*GIVEN EXERCISE:* Locate every line that contains the string "lanyard" and copy each of those lines.

*Photo-based point labeling data:*
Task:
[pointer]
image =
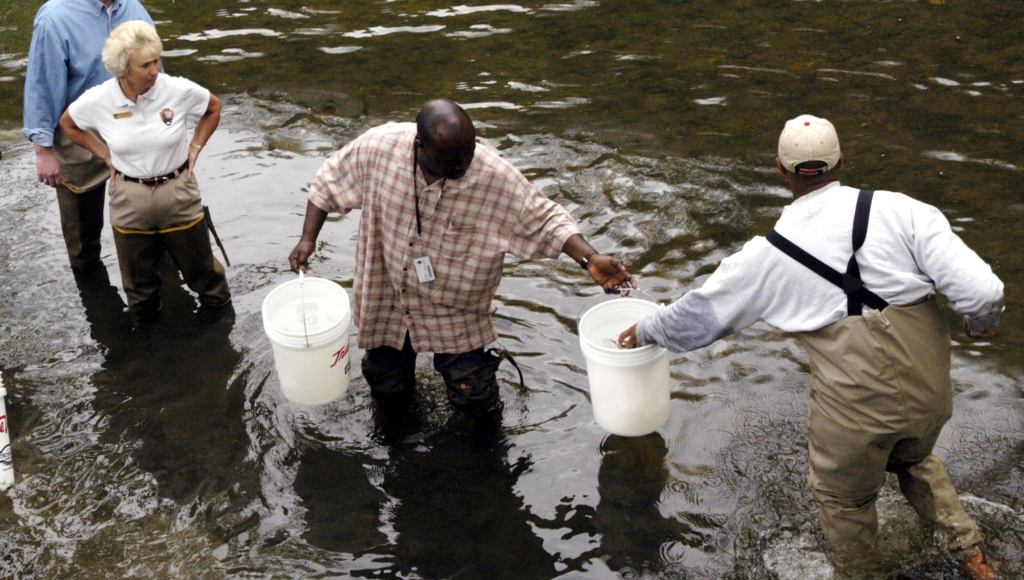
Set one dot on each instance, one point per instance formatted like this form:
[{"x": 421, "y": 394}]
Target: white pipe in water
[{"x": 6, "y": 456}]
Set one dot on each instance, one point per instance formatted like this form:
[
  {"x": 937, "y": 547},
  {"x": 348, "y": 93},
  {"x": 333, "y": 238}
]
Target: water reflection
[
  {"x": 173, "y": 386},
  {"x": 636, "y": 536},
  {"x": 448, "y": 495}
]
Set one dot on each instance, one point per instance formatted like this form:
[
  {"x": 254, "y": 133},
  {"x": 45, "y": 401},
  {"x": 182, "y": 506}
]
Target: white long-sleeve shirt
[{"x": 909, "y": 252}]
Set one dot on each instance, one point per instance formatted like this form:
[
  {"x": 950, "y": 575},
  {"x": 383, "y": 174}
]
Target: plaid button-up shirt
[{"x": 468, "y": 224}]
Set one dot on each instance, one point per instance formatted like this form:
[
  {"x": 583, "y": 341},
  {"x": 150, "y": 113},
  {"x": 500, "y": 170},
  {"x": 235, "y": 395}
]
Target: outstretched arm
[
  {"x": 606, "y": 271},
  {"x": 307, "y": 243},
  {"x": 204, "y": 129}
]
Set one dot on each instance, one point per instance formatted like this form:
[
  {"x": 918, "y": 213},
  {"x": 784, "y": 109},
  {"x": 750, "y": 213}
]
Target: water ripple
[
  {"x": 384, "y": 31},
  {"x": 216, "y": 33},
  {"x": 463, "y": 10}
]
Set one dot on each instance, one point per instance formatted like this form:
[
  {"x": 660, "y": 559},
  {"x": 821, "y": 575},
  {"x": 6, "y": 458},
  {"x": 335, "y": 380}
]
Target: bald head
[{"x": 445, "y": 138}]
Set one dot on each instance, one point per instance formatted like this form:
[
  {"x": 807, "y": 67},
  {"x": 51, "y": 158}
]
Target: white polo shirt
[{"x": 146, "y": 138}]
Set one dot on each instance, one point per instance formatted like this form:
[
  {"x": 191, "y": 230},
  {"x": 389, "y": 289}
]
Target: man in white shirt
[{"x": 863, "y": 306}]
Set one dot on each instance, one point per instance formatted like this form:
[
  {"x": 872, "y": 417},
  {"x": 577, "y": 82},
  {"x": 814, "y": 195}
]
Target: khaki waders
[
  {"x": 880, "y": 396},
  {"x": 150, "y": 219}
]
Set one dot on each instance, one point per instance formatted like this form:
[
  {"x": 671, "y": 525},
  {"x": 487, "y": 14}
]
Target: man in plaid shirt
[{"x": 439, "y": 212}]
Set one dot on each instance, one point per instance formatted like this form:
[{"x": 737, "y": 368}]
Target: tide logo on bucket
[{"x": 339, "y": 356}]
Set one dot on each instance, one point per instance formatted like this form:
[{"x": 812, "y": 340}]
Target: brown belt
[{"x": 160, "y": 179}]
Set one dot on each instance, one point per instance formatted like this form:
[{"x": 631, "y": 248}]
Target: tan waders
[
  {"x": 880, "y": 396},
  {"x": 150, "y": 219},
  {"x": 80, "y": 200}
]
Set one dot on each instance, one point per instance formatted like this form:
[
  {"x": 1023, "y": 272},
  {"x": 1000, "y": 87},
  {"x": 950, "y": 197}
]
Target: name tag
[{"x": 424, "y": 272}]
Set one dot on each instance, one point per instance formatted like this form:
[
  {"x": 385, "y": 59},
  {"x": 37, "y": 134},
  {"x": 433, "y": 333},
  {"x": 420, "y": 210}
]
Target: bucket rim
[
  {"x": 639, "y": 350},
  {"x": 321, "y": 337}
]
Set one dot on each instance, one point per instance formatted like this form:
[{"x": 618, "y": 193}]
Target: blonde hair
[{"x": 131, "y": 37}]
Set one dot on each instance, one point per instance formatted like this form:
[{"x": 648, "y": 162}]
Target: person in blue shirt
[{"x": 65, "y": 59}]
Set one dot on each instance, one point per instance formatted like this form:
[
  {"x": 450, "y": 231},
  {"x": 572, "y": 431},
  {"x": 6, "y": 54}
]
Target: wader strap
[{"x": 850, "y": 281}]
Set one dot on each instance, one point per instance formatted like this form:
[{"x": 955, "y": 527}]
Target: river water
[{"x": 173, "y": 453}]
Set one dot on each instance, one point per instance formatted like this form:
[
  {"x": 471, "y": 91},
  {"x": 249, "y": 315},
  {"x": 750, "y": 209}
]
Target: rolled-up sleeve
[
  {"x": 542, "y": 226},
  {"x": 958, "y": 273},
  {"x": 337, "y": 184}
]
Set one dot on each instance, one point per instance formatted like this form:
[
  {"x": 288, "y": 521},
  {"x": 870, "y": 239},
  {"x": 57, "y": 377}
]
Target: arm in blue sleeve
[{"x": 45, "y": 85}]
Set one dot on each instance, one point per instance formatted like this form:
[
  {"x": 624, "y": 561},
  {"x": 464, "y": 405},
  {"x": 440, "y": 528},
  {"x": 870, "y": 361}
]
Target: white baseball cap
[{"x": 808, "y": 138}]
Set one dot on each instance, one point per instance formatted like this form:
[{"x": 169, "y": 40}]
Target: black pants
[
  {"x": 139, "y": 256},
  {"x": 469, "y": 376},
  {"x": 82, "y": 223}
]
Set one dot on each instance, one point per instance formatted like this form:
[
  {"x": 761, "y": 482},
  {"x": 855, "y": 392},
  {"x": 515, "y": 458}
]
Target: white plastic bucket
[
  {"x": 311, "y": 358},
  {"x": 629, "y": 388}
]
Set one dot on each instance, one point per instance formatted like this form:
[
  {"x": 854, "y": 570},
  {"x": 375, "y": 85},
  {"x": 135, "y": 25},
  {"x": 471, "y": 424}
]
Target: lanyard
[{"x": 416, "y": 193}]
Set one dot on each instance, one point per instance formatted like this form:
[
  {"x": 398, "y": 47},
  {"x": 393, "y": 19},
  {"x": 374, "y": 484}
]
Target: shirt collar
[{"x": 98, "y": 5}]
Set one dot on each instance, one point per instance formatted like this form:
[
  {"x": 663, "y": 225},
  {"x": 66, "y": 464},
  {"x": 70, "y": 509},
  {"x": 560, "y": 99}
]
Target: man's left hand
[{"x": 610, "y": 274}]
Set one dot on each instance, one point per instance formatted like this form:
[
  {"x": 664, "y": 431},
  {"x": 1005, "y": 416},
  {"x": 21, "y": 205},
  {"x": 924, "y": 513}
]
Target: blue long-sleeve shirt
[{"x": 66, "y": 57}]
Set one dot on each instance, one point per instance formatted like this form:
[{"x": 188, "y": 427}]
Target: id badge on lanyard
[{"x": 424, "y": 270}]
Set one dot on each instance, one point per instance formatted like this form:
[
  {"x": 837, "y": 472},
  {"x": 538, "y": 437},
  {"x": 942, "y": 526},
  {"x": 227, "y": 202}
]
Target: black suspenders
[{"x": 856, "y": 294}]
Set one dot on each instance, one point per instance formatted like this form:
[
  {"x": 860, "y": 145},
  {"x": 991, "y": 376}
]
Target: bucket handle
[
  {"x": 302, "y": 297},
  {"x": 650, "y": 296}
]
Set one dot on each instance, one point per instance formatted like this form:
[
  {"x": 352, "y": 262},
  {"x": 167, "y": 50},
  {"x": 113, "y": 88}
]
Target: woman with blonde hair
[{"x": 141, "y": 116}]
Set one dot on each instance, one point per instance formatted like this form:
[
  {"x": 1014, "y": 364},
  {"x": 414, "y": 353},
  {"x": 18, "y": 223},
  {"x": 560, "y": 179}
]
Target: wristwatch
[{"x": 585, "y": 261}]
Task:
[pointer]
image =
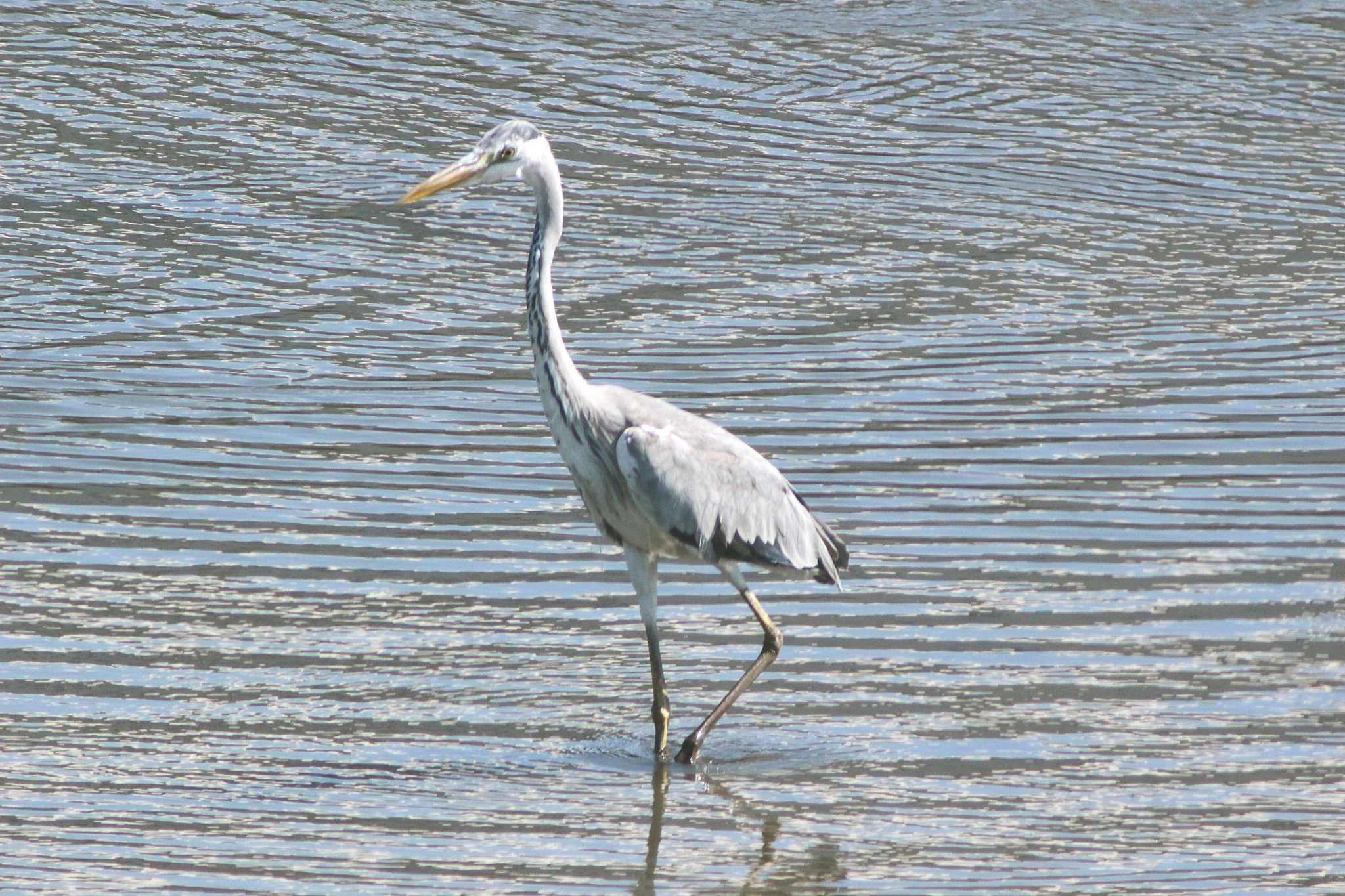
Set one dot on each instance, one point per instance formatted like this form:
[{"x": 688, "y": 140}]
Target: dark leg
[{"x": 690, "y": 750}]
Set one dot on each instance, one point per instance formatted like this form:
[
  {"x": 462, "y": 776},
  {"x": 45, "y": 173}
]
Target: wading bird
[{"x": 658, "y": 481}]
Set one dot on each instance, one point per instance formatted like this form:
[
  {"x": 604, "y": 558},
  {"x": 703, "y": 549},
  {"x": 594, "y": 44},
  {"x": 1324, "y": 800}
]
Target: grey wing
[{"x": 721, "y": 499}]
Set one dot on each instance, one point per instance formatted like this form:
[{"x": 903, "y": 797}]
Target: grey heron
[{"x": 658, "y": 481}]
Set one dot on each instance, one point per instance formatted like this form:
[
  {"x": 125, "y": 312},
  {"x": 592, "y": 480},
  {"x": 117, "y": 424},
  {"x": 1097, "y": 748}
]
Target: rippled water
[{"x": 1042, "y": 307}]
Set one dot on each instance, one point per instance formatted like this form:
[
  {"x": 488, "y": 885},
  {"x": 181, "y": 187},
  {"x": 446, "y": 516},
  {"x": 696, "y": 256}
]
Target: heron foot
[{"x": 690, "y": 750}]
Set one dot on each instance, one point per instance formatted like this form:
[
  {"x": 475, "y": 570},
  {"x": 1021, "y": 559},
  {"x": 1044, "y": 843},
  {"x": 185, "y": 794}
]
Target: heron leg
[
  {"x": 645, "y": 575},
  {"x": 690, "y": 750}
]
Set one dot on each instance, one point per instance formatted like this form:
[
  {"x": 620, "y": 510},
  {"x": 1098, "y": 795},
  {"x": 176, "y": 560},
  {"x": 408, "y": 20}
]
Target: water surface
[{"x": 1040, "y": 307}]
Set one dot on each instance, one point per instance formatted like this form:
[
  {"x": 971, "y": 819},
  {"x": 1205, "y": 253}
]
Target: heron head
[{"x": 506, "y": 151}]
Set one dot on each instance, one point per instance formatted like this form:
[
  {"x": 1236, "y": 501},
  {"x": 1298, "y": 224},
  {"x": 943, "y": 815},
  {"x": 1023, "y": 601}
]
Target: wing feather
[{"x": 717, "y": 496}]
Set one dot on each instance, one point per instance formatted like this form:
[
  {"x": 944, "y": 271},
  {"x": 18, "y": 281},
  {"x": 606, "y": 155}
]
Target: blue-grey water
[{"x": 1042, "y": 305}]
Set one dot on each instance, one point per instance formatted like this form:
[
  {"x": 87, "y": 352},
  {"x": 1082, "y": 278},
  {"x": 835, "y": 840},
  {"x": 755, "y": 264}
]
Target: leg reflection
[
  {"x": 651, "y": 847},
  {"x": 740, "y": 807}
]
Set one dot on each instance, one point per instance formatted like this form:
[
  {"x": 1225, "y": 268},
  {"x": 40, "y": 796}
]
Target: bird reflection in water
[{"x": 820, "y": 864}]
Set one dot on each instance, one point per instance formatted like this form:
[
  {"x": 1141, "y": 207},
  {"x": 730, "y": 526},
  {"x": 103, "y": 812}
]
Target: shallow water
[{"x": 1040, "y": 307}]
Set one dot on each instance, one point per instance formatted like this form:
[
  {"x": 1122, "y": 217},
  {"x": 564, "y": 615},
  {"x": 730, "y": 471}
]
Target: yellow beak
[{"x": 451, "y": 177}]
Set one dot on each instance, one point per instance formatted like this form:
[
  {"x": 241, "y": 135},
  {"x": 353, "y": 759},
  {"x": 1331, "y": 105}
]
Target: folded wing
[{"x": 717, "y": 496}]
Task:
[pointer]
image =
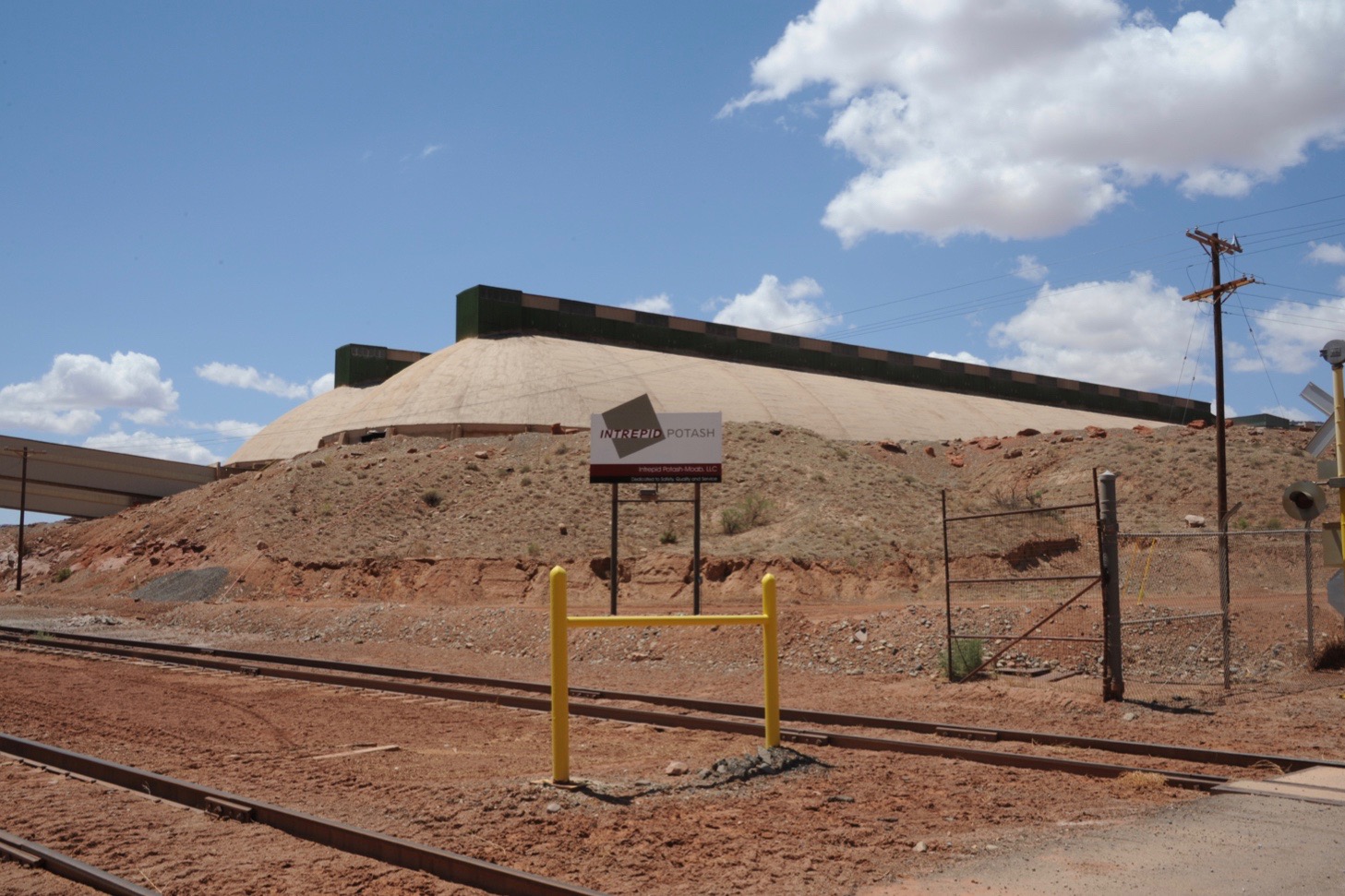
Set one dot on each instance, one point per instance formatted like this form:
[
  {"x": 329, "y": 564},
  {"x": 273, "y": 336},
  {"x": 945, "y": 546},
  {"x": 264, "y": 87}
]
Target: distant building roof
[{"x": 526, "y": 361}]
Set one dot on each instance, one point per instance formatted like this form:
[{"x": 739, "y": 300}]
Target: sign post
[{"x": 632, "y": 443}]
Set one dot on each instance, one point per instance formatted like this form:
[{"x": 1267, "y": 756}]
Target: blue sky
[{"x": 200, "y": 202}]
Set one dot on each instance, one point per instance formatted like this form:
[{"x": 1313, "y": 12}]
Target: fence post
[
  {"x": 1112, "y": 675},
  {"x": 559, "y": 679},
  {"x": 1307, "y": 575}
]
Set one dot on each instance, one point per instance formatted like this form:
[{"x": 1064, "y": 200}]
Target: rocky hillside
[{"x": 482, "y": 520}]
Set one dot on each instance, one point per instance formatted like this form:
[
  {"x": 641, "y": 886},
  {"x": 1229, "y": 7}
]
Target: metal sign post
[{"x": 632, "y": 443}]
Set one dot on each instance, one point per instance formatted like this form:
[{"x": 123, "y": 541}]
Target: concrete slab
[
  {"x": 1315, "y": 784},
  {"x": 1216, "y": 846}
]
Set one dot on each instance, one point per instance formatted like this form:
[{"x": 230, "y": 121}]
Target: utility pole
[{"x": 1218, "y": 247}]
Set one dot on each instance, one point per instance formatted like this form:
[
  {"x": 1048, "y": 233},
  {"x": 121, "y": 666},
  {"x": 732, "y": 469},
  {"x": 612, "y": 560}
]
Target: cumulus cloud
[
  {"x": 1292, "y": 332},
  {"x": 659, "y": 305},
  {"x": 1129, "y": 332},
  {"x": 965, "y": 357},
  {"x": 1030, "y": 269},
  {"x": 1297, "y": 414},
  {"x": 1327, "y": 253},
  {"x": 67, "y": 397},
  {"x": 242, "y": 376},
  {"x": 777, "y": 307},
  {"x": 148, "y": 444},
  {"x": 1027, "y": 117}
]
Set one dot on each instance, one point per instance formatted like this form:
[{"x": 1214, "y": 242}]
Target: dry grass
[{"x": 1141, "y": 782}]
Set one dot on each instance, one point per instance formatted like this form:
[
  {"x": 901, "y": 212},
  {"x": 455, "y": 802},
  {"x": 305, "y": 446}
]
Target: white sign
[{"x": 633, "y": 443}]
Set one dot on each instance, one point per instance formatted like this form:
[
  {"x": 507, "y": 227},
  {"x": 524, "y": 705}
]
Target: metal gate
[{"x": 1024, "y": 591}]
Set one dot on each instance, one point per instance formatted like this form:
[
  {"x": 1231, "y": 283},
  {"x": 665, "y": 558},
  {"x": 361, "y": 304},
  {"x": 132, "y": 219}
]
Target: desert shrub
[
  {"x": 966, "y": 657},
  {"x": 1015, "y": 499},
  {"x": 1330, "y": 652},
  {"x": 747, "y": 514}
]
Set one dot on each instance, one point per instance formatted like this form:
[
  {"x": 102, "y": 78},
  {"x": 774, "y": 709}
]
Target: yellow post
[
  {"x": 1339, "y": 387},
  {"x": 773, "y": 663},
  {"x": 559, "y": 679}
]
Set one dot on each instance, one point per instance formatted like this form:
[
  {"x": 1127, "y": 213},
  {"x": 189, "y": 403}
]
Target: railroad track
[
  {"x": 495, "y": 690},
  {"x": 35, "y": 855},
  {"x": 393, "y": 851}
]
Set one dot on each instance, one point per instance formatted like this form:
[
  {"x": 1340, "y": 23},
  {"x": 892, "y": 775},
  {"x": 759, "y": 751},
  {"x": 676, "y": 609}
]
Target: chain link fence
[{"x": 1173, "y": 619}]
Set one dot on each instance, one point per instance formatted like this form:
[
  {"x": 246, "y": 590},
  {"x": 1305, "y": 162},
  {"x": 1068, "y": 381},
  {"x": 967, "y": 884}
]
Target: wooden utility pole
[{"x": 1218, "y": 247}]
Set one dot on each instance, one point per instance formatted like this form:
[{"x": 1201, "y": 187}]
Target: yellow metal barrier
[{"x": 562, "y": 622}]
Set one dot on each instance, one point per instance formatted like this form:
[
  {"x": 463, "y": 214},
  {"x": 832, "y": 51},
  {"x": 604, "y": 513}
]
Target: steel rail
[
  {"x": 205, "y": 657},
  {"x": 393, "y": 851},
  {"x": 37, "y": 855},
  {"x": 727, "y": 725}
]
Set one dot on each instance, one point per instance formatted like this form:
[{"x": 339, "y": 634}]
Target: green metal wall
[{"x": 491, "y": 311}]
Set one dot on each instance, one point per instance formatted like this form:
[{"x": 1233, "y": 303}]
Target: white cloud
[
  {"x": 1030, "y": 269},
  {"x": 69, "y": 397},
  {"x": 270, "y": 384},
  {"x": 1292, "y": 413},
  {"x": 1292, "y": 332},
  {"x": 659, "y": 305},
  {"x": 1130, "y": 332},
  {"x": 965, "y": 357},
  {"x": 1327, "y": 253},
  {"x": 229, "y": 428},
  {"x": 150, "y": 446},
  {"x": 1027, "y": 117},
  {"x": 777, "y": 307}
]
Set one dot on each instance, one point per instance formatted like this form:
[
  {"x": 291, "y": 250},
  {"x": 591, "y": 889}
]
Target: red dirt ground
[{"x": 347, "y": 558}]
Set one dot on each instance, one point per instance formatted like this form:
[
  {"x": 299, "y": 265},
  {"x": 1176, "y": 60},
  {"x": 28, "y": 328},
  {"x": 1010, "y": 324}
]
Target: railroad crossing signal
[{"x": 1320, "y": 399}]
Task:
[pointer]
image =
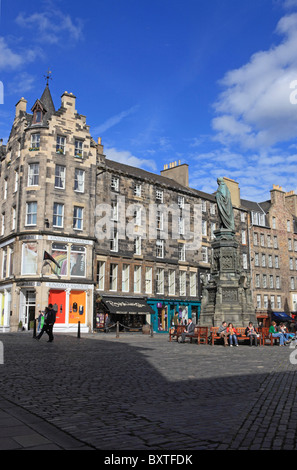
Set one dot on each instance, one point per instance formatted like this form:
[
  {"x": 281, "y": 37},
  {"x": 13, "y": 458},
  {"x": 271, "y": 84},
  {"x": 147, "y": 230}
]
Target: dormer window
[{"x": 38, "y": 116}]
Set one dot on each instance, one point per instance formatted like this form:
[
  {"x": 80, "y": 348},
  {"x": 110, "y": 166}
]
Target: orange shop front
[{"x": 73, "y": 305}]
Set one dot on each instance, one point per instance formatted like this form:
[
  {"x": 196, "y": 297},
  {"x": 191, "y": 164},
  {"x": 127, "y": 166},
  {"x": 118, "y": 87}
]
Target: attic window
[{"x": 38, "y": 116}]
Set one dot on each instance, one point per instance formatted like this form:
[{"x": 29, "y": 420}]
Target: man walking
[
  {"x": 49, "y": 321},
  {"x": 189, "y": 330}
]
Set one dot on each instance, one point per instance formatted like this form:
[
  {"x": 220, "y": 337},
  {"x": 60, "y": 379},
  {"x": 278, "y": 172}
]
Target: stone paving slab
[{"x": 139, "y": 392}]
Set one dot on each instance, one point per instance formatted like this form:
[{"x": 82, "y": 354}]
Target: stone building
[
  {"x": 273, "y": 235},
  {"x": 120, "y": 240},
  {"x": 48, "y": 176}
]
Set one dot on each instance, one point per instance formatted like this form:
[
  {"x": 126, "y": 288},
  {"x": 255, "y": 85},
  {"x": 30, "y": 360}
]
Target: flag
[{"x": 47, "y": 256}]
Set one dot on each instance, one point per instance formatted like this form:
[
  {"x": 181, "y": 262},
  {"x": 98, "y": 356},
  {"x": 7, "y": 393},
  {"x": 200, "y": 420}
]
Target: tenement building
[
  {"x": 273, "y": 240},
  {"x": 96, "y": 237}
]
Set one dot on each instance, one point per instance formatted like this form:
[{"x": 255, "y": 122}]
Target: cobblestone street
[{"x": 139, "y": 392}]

*EXERCISE RESULT:*
Target: lanyard
Target: id badge on lanyard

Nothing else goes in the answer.